Directions:
Repeat every entry in the listing below, exactly.
--------------------------------------------------
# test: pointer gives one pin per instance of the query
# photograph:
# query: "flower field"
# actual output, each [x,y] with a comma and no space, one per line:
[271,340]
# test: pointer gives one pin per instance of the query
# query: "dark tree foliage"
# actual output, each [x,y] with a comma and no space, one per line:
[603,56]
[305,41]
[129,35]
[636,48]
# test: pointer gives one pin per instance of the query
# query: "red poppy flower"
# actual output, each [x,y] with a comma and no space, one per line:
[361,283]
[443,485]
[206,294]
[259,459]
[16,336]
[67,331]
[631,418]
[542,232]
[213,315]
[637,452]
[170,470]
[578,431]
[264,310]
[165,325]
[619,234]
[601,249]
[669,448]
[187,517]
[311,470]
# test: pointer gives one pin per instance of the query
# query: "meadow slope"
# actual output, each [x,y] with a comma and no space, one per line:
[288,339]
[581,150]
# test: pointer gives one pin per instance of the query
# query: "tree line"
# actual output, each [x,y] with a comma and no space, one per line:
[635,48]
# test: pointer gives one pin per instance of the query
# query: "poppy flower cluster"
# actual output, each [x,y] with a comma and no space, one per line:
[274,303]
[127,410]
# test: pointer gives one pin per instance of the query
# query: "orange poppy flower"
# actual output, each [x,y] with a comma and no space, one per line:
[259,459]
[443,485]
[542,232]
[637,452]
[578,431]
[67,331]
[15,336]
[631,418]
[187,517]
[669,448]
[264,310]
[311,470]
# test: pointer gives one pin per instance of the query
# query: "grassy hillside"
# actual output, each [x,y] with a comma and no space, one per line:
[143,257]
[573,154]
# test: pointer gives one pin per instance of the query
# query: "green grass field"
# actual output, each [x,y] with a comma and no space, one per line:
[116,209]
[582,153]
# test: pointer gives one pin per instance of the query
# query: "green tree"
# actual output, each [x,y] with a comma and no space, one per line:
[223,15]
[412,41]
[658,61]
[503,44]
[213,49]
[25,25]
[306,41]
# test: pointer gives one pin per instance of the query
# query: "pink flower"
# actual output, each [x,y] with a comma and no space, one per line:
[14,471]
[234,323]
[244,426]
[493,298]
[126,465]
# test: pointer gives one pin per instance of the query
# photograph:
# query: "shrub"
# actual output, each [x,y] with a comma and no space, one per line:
--------------------------------------------------
Finished exercise:
# test: pointer gives one pin per instance of the query
# photograph:
# query: "flower field"
# actual output, each [x,y] with a comma and no space, one per line:
[271,340]
# test: pointer gives one pin per instance of the query
# query: "dark tree foliage"
# actual output, each [x,y] with a comma and no space, one per line:
[603,56]
[305,41]
[129,35]
[636,48]
# test: pointer gives one pin per instance of the query
# query: "red poppy flower"
# actual output, each [x,y] with a comma and no space, one per line:
[361,283]
[443,485]
[206,294]
[259,459]
[16,336]
[67,331]
[631,418]
[542,232]
[213,315]
[637,452]
[170,470]
[578,431]
[264,310]
[165,325]
[619,234]
[601,249]
[669,448]
[187,517]
[311,470]
# test: pointer gives one pin per instance of the query
# query: "meadow slope"
# actual output, each [x,y] with a comma and no space, one per line:
[288,339]
[581,150]
# test: pointer gives one pin per instance of the query
# query: "tree line"
# actual output, each [x,y] with a comma and no space, one per line:
[635,48]
# test: pointer gives one pin per instance of the query
# query: "poppy flower cluster"
# actual output, each [x,y] with a comma and no space, one per line:
[274,303]
[127,410]
# test: pointer gives one pin per instance of the query
# query: "orange poppy flower"
# actual output, each [x,y] with a comma and no space, one per line:
[259,459]
[443,485]
[542,232]
[637,452]
[578,431]
[67,331]
[15,336]
[631,418]
[187,517]
[669,448]
[264,310]
[311,470]
# test: pointer gives one pin per instance of the query
# query: "grassy hillside"
# actual output, each [x,y] with a comma and no space, one per line:
[143,257]
[573,154]
# test: pointer gives one pin per instance of the query
# query: "green grass field"
# actual output, each [x,y] with a comma and no space, one per line:
[116,209]
[582,153]
# test: pointer gives one pin per instance of the query
# query: "green tree"
# actual output, each [x,y] with a comma and no space, one per line:
[223,15]
[412,41]
[658,61]
[503,44]
[213,49]
[25,25]
[306,41]
# test: pointer gives one pin per instance of the query
# query: "pink flower"
# actual output, each [x,y] with a comma and no space, one per line:
[14,471]
[234,323]
[244,426]
[493,298]
[126,465]
# test: pointer gives one pin per instance of the query
# photograph:
# query: "shrub"
# actual output, each [x,y] with a comma and no space, one per line:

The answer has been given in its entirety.